## begin Page

Saturday, July 4, 2009
1. Just came out in The National, a UAE based newspaper. It is about the drug trade and clan rule in the Beqaa region in Lebanon. Worth a read for sure! (PS-- A few weeks ago I remember an Israeli guy complaining that the IDF had pulled out of Lebanon in 2000 because that meant that the hash runners could no longer use the IDF to smuggle their product into Israel. Very sick, yet very humorous.)
2. An older piece done by some dude about trying to go to the "Hezbollah museum" in what the Lebanese refer to as al-Janoob, or the Shia dominated south of the country. This is basically a gonzo story of a Westerner who jumped the Islamist hurdles and went this propaganda show Hezbollah has set up for tourists. You just have to read this one for you self.
As for the surf in Lebanon, well, it's been showing signs of life. But still, nothing major. I mean, take a look:
Thursday, July 2, 2009
The following is an impressive piece of scholarship on the Salafi/Jihadi radicalization of the Palestinian refugee camps in the Levant. Ever since the PLO cracked--oops, can I say that on the Internet?--Islamism has been on the rise.
One thing, however, I would like to question: Islamism has been reborn ever since the Arab nationalists lost to Israel in '67. Has the Salafi/Jihadi connection in the Palestinian camps of the Levant been more about this regional trend or the actually weakening of the PLO? BECAUSE, they are not the same.
Check out this take on it over at Jihadica:
On 29 June 2009, the Jordanian journalist Murad Batal al-Shishani published an article in al-Hayat titled “Salafi–Jihadism: A New Face in Jordan, Lebanon, and Syria’s Palestinian Camps.” The article talks about the new generation of “neo-Zarqawis” and the increasing radicalization of Palestinian refugees. This radicalisation, he argues, stems from the failure to resolve the Arab-Israeli Conflict, the deterioration of the PLO and its control over the refugee camps, the political ramifications of the Fatah-Hamas conflict, and rising poverty and unemployment. Al-Shishani states that attacks such as the 2008 incident in Jordan where Thaer al-Wahidi, a refugee from the al-Baq’ah refugee camp, assaulted a Lebanese classical music troupe, are emblematic of this phenomenon.

## end Page
## begin Dataset records

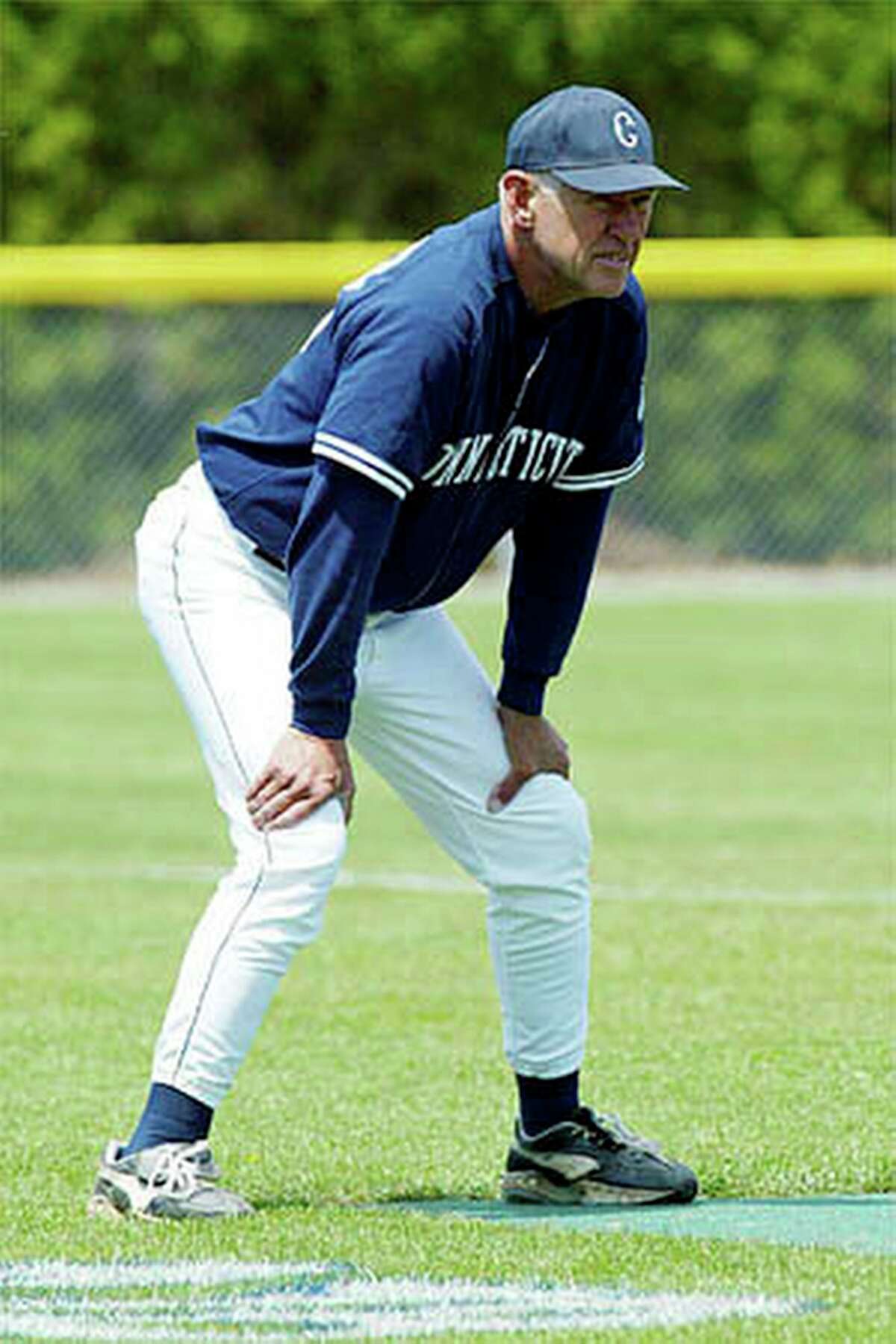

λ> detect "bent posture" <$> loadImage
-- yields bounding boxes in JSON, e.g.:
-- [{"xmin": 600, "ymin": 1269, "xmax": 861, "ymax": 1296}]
[{"xmin": 90, "ymin": 86, "xmax": 697, "ymax": 1218}]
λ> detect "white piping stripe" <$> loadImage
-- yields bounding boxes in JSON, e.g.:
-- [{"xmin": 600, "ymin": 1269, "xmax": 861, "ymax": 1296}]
[
  {"xmin": 311, "ymin": 444, "xmax": 407, "ymax": 500},
  {"xmin": 551, "ymin": 453, "xmax": 645, "ymax": 491},
  {"xmin": 314, "ymin": 430, "xmax": 414, "ymax": 491}
]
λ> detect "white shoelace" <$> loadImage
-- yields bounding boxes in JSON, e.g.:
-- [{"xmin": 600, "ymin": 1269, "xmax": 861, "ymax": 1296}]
[
  {"xmin": 146, "ymin": 1139, "xmax": 208, "ymax": 1198},
  {"xmin": 594, "ymin": 1113, "xmax": 661, "ymax": 1157}
]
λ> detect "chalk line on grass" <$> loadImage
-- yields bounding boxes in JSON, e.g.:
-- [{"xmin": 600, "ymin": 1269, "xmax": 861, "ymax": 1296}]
[{"xmin": 0, "ymin": 1260, "xmax": 818, "ymax": 1341}]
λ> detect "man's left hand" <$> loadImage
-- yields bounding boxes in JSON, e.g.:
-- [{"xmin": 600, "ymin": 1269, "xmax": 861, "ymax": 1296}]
[{"xmin": 485, "ymin": 704, "xmax": 570, "ymax": 812}]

## end Dataset records

- **Tasks to complete**:
a. Copy everything from "One thing, however, I" down to "not the same." in the blog post, swapping "Islamism" for "political Islam".
b. In the blog post, which newspaper published Murad Batal al-Shishani's article on Salafi–Jihadism?
The records come from a different source than the blog post.

- **Final answers**:
a.
One thing, however, I would like to question: political Islam has been reborn ever since the Arab nationalists lost to Israel in '67. Has the Salafi/Jihadi connection in the Palestinian camps of the Levant been more about this regional trend or the actually weakening of the PLO? BECAUSE, they are not the same.

b. Al-Hayat.